**作業内容:**
1. バンビシャス奈良についての文章に照らして、次の(a)〜(c)がそれぞれ文章と合っているかを「はい」か「いいえ」で答え、判断の決め手となる文章中の語句をそのまま引用して添えてください。
(a) 2019年、富樫勇樹選手がB.LEAGUEで日本出身選手として初めて年俸1億円のプレーヤーになった。
(b) 「スラムダンク」の連載は2000年に始まった。
(c) バンビシャス奈良のクラブの売上は4億円を超えている。
2. リストの先頭行から「top-left (280, 203), bottom-right (287, 274)」を含む行まで(両端の行を含む)について、「locate」を「identify」に置き換え、ほかは一切変えずに書き出してください。画像は答えに含めないでください。

**読解文:**

プロバスケットボールチームを経営する上で、キーとなるのが観客動員。
2025年のリーグ再編に向けた目標がある。
「チケットを売り切りたい。売り切れると何が起こる?価値が変わりはじめるんですね。『ギリギリでもチケットが買える、当日でもふらっと入れるバンビシャス奈良』から『早く買おう、1ヶ月前から試合が心待ちなバンビシャス奈良』へ。きてくださる人にとっての価値を高めたい」
日本のバスケの火付け役として忘れられないのが、1990年に週刊少年ジャンプで連載開始した「スラムダンク」。加藤さんの大学時代にバスケ人口が急増したきっかけがそうだった。2022年12月に封切られた映画『THE FIRST SLAM DUNK』で、バスケの存在感は、じわじわリアルへとまた広がりつつある。
2019年には富樫勇樹選手が、B.LEAGUEにおける日本出身選手として初の年俸1億円プレーヤーに。また人口150万人の沖縄で、入場料収入がリーグ史上初の10億円を突破。県をあげてのバスケブームが来ている。
ここで、苦笑いする加藤さん。
「『株式会社バンビシャス奈良 代表取締役』の名刺を人にお渡しすると『ふだんは何のお仕事をされているんですか?』と聞かれることがあります。また、『選手のみなさんは日頃何の仕事をされてるんですか?』と聞かれることもあります。どうやらプロバスケットボールチームの経営が趣味だと思われてしまうようで。裏をかえすと、プロバスケットボールチームの価値が地域で認められていないんです。バンビシャス奈良は、クラブの売上が4億円を超え、報酬が1000万円を超える選手もいることを説明すると、驚かれる方がまだまだいらっしゃいます」
「バンビシャス奈良の試合はお金を払って観に行く価値のあるものなんだ、ともっと多くの人に知ってほしい。そして、プロバスケチームの経営は夢のある仕事なんだと伝えていきたいです」
市民感情:プロスポーツが与える影響はすごい

大阪の阪神タイガース、埼玉の浦和レッズ、沖縄の琉球ゴールデンキングスを挙げる加藤さん。

**使用データ:**
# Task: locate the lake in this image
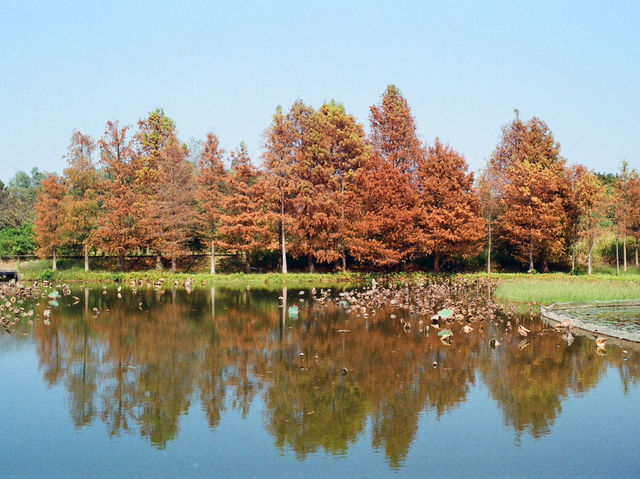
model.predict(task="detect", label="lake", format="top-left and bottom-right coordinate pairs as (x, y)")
top-left (0, 286), bottom-right (640, 478)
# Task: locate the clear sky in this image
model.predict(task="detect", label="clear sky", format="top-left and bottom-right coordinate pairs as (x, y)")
top-left (0, 0), bottom-right (640, 181)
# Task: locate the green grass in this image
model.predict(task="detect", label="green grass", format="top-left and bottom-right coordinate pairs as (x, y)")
top-left (492, 274), bottom-right (640, 304)
top-left (17, 260), bottom-right (371, 288)
top-left (12, 260), bottom-right (640, 304)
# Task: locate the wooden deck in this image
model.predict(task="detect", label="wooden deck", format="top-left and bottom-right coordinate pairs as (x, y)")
top-left (0, 270), bottom-right (18, 281)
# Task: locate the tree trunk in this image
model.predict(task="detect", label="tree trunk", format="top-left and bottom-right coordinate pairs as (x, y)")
top-left (278, 286), bottom-right (287, 341)
top-left (487, 221), bottom-right (491, 274)
top-left (616, 236), bottom-right (620, 276)
top-left (211, 240), bottom-right (216, 275)
top-left (211, 287), bottom-right (216, 322)
top-left (84, 244), bottom-right (89, 271)
top-left (280, 203), bottom-right (287, 274)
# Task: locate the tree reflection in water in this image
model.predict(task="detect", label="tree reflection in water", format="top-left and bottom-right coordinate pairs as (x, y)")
top-left (34, 288), bottom-right (640, 467)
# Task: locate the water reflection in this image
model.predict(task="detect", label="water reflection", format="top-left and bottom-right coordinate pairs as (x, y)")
top-left (22, 288), bottom-right (640, 468)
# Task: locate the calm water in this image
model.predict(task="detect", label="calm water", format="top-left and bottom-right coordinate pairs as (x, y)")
top-left (0, 288), bottom-right (640, 478)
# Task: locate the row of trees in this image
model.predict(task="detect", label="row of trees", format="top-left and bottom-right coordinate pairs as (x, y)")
top-left (28, 86), bottom-right (640, 273)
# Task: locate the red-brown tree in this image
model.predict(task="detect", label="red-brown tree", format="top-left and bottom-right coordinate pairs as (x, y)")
top-left (218, 143), bottom-right (272, 273)
top-left (196, 133), bottom-right (227, 274)
top-left (33, 174), bottom-right (67, 271)
top-left (62, 131), bottom-right (99, 271)
top-left (490, 117), bottom-right (566, 271)
top-left (94, 121), bottom-right (142, 271)
top-left (415, 138), bottom-right (485, 272)
top-left (351, 85), bottom-right (425, 267)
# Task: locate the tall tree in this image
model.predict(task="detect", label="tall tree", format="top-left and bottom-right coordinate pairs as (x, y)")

**最終結果:**
1.
(a) はい。「2019年には富樫勇樹選手が、B.LEAGUEにおける日本出身選手として初の年俸1億円プレーヤーに。」
(b) いいえ。「1990年に週刊少年ジャンプで連載開始した」
(c) はい。「クラブの売上が4億円を超え」

2.
# Task: identify the lake in this image
model.predict(task="detect", label="lake", format="top-left and bottom-right coordinate pairs as (x, y)")
top-left (0, 286), bottom-right (640, 478)
# Task: identify the clear sky in this image
model.predict(task="detect", label="clear sky", format="top-left and bottom-right coordinate pairs as (x, y)")
top-left (0, 0), bottom-right (640, 181)
# Task: identify the green grass in this image
model.predict(task="detect", label="green grass", format="top-left and bottom-right coordinate pairs as (x, y)")
top-left (492, 274), bottom-right (640, 304)
top-left (17, 260), bottom-right (371, 288)
top-left (12, 260), bottom-right (640, 304)
# Task: identify the wooden deck in this image
model.predict(task="detect", label="wooden deck", format="top-left and bottom-right coordinate pairs as (x, y)")
top-left (0, 270), bottom-right (18, 281)
# Task: identify the tree trunk in this image
model.predict(task="detect", label="tree trunk", format="top-left and bottom-right coordinate pairs as (x, y)")
top-left (278, 286), bottom-right (287, 341)
top-left (487, 221), bottom-right (491, 274)
top-left (616, 236), bottom-right (620, 276)
top-left (211, 240), bottom-right (216, 275)
top-left (211, 287), bottom-right (216, 322)
top-left (84, 244), bottom-right (89, 271)
top-left (280, 203), bottom-right (287, 274)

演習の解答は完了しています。